**Excerpted text**

I heard about Marc-Andre Fleury before I saw him. Literally, I heard thousands of fans chanting his name before I had seen him play.
In October 2003, I was driving back to my home at the time, Duquesne University in Pittsburgh, which sits atop a hill about three city blocks from the former site of Mellon Arena. I was listening to the Pittsburgh Penguins’ radio broadcast of a preseason game versus the Los Angeles Kings.
People from Pittsburgh will be able to visualize: I was coming from I-579N, getting off at the Sixth Street exit and heading toward Fifth Avenue. You come off the exit ramp, drive around a bend to a traffic light, and you’re staring straight at the parking lot where the Civic Arena used to be.
I’m listening to the radio broadcast of the game, and the Pens were predictably losing 2-0 to the Los Angeles Kings, but the 2003 Penguins losing wasn’t newsworthy. The story was that the Penguins’ not-yet-19-year old goaltender was making his NHL debut.
I’ll get to back to what this meant to the franchise in a moment, but this is why this game will forever be seared into my brain:
During a Hockey game, fans make a number of very distinct sounds when certain plays happen. Even a diminished home crowd such as the one that watched this October 2003 preseason game makes these noises.
If the home team almost scores -especially if they whiff on an empty net, or the puck trickles through the away team’s crease – the sound the crowd makes is more of an “OHHH!”, as if to say “Dammit, we were so close,” or “Aw, shit”.
When the home team’s goaltender makes a great save, the home crowd makes more of an “AHHH!” sound. It’s nervous relief combined with wonder.
I stopped at the red light in front of the Civic Arena, about to turn right to go toward Duquesne, and I’m listening to the game. I swear to God, the “AHHH!” noises coming from inside the Civic/Mellon Arena were louder than the radio broadcast in my car. I could hear the crowd as clear as day appreciating the franchise’s newest teenage savior.
There probably weren’t 5,000 people in the arena for that preseason game, which the Pens would go on to lose 3-0. Marc made 46 saves behind one of the worst rosters in contemporary NHL history. Here’s CBC’s recap of the game, if you didn’t click on the link above:
Pittsburgh Penguins goaltender Marc-Andre Fleury did everything in his NHL debut — except get the win.
The 18-year-old netminder stopped 46 shots, including a penalty shot, in a 3-0 loss to the Los Angeles Kings on Friday night at the Igloo.
Eric Belanger, Trent Klatt and Zigmund Palffy scored for the Kings, who were coming off a 3-2 loss to Detroit on Thursday night. Palffy and Klatt added assists in the win.
Cristobal Huet had a much easier time in the other goal, making 11 saves for his second career shutout.
Fleury, the first overall pick in June’s NHL entry draft, was spectacular between the pipes for the Pens, but was saddled with the burden of seven Kings power plays.
And that’s been much of Marc’s story in Pittsburgh: he has often played exceptionally-well behind an atrocious or indifferent defense, and his efforts would largely be forgotten or underappreciated.

**Tasks to complete**
[a] In the Fleury piece, how many saves did Marc-Andre Fleury make in his NHL debut?
[b] Rewrite the part of the Fleury piece starting with "When the home" and going on through "get the win.", putting "audience" in place of "crowd".
Rely only on the Fleury piece for your answers.

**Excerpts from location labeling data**
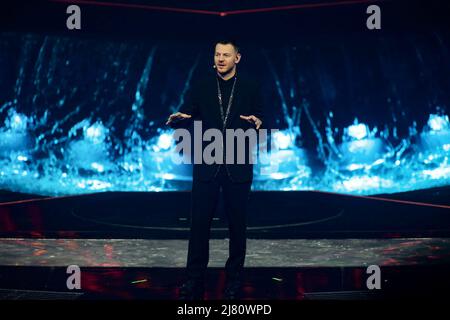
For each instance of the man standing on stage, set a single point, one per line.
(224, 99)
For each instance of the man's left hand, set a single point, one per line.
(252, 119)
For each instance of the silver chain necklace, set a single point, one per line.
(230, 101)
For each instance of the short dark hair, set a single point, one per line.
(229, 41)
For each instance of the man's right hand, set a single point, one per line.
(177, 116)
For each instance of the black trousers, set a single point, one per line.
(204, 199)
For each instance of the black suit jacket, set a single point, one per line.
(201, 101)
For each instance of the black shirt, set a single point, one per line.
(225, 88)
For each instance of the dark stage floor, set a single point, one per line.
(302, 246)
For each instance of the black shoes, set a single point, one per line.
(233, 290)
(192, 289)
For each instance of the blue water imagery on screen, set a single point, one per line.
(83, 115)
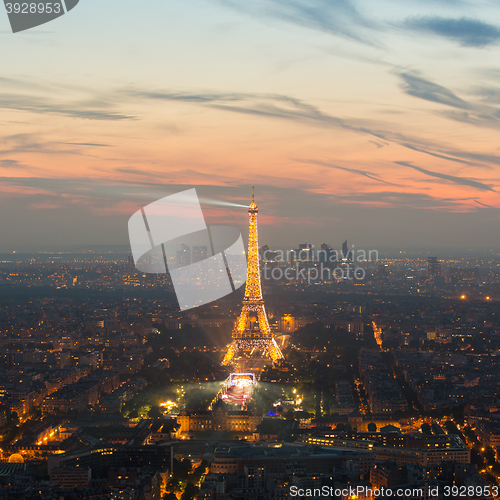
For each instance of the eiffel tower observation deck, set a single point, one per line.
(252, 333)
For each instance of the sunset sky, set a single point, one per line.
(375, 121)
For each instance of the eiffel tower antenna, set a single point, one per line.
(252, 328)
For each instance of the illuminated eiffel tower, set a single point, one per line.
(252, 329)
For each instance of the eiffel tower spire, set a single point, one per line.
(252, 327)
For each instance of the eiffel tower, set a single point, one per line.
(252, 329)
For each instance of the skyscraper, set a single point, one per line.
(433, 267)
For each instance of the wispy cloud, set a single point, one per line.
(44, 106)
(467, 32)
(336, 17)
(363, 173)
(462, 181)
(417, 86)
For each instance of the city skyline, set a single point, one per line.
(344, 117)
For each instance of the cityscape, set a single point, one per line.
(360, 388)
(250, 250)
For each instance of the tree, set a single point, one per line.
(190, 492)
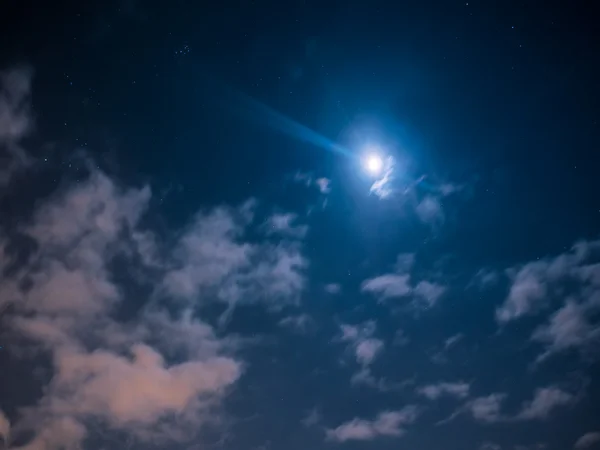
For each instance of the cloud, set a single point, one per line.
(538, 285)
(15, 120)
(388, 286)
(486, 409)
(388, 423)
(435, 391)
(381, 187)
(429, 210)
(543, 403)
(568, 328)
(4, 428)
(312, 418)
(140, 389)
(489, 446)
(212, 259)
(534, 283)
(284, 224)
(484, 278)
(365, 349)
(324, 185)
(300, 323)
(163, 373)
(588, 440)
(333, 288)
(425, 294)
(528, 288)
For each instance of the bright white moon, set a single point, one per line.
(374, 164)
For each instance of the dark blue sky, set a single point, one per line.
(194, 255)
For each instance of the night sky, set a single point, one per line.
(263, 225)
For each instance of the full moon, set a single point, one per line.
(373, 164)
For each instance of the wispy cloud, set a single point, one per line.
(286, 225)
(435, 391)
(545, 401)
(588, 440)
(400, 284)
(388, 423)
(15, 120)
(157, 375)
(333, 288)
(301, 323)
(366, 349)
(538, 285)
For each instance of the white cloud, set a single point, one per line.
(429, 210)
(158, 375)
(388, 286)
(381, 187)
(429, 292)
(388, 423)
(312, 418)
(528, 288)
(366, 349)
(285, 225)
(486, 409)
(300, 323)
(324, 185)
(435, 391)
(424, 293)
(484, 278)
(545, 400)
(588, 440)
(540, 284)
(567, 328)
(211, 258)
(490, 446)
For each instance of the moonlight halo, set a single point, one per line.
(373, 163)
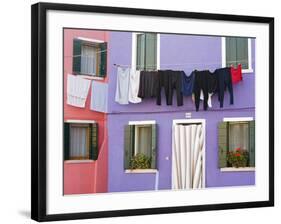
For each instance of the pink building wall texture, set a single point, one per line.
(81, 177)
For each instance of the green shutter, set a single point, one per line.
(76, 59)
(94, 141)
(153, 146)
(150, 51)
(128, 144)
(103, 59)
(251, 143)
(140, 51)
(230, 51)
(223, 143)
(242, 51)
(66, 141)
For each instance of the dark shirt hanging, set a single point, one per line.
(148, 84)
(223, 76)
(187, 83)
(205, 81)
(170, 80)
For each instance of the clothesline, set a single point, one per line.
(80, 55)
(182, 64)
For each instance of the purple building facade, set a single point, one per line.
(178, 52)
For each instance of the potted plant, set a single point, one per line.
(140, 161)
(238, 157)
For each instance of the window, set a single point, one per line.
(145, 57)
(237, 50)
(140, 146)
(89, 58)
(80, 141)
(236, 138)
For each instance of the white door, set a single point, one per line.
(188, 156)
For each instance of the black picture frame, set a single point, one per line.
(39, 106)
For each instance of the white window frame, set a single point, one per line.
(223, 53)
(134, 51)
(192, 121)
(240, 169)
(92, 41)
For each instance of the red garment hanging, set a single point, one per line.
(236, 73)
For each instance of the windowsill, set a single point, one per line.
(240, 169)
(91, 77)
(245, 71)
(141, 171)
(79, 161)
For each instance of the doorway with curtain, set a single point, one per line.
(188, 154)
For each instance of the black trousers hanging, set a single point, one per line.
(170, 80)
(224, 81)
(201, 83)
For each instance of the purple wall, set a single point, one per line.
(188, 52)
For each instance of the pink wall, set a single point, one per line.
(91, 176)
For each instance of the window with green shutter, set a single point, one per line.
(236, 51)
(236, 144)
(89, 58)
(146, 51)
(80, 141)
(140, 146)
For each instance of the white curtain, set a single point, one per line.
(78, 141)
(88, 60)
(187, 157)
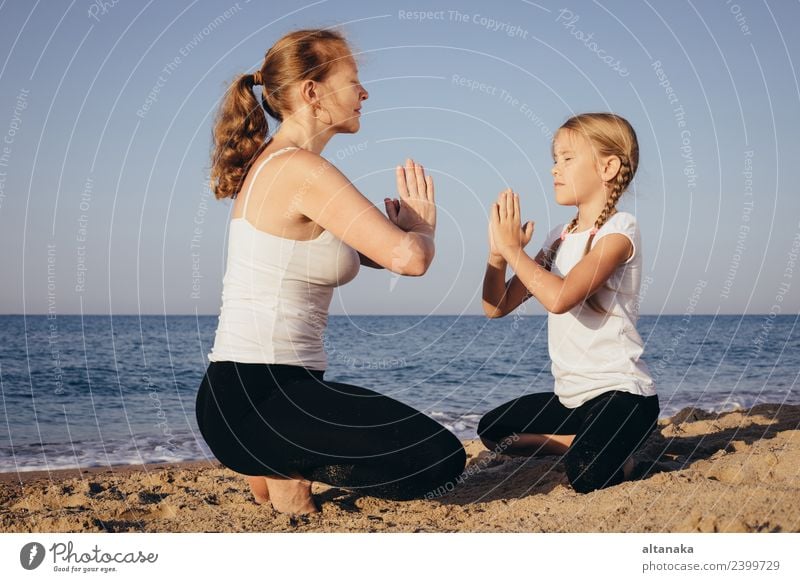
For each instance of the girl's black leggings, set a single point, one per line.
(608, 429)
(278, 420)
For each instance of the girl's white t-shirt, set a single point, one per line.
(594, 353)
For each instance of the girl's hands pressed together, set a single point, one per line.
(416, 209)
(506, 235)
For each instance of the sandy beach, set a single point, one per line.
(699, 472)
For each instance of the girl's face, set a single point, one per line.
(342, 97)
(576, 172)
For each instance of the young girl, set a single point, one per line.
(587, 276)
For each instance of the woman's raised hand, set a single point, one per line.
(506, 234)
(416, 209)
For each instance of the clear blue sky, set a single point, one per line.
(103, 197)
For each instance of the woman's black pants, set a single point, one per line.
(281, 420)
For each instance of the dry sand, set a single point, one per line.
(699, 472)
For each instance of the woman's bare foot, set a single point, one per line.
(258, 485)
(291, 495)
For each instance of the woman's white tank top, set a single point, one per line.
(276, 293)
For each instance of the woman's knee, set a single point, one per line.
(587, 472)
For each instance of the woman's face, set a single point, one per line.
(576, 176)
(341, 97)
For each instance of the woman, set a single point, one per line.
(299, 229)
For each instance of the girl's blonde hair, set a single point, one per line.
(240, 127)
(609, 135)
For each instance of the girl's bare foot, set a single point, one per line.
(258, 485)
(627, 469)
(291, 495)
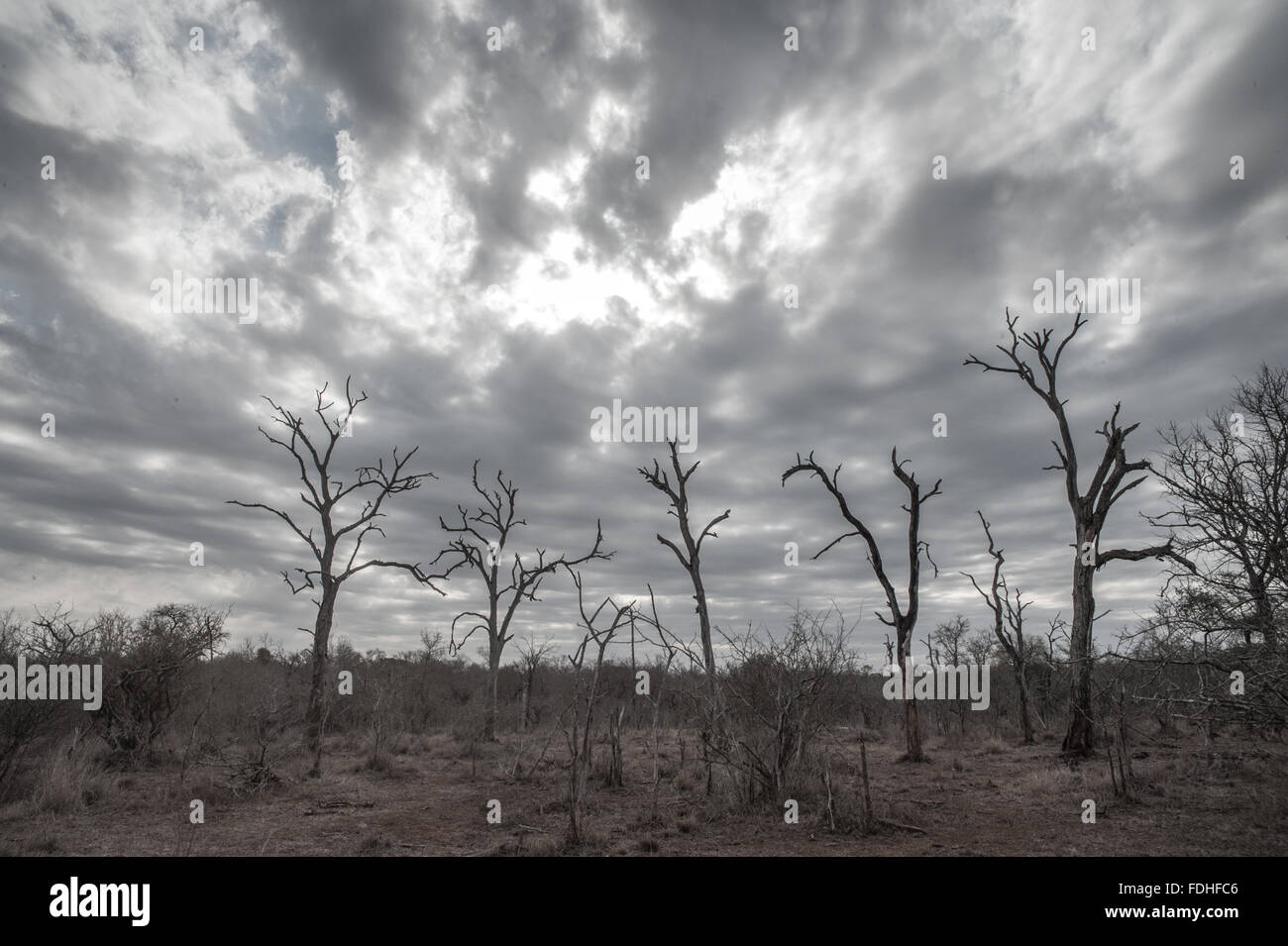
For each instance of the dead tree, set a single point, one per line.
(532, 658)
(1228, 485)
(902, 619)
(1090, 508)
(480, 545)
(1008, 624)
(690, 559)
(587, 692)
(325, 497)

**In response**
[a] He made 46 saves.

[b]
When the home team’s goaltender makes a great save, the home audience makes more of an “AHHH!” sound. It’s nervous relief combined with wonder.
I stopped at the red light in front of the Civic Arena, about to turn right to go toward Duquesne, and I’m listening to the game. I swear to God, the “AHHH!” noises coming from inside the Civic/Mellon Arena were louder than the radio broadcast in my car. I could hear the audience as clear as day appreciating the franchise’s newest teenage savior.
There probably weren’t 5,000 people in the arena for that preseason game, which the Pens would go on to lose 3-0. Marc made 46 saves behind one of the worst rosters in contemporary NHL history. Here’s CBC’s recap of the game, if you didn’t click on the link above:
Pittsburgh Penguins goaltender Marc-Andre Fleury did everything in his NHL debut — except get the win.